* EXERCISE PROMPT *
From the line containing "I would be grateful if you could tag the green" down to the last line of the data, output each line word for word and include nothing else.

* GIVEN INFORMATION *

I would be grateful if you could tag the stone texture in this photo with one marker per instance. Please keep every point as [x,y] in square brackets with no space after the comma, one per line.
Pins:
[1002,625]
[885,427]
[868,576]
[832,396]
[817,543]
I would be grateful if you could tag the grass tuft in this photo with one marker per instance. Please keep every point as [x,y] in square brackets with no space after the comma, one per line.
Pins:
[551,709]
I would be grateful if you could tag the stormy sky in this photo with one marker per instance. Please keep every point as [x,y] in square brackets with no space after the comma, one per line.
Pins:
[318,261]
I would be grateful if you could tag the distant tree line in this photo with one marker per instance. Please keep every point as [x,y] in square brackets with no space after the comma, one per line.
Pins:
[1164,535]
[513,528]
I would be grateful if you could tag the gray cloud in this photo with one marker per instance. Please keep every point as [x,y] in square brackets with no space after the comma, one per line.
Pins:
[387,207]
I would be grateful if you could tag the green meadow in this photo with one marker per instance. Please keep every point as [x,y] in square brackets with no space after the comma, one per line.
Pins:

* SOLUTION *
I would be grateful if you could tag the green meadow in this photo with one marker per instance. Please keep every point as [x,y] in square brackets with no space after the comma, one per line.
Pins:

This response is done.